### ASSIGNMENT
Repeat the data below in full and exactly.

### Stored data
_ _ _ _ _

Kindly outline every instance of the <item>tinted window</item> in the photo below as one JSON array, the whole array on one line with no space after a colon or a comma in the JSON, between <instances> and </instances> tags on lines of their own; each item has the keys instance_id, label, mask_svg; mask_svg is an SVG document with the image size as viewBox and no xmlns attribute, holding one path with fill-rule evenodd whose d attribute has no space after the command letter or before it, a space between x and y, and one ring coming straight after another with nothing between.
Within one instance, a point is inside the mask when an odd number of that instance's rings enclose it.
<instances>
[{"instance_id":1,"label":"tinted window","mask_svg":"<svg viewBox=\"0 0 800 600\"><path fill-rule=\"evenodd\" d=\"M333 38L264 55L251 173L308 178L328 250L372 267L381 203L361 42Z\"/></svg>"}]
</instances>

_ _ _ _ _

### SOLUTION TO THIS PROBLEM
Kindly outline every instance of the <item>tinted window</item> in the photo below as one JSON array, the whole array on one line with no space after a colon or a comma in the JSON, between <instances> and </instances> tags on lines of their own; each item has the keys instance_id, label, mask_svg; mask_svg is an SVG document with the image size as viewBox and no xmlns attribute, holding one path with fill-rule evenodd whose d attribute has no space after the command letter or before it, a space between x and y, and one ring coming straight after another with nothing between.
Within one instance, a point is inside the mask when an odd number of that instance's rings enclose it.
<instances>
[{"instance_id":1,"label":"tinted window","mask_svg":"<svg viewBox=\"0 0 800 600\"><path fill-rule=\"evenodd\" d=\"M333 38L264 55L251 173L308 178L328 250L372 267L381 203L361 42Z\"/></svg>"}]
</instances>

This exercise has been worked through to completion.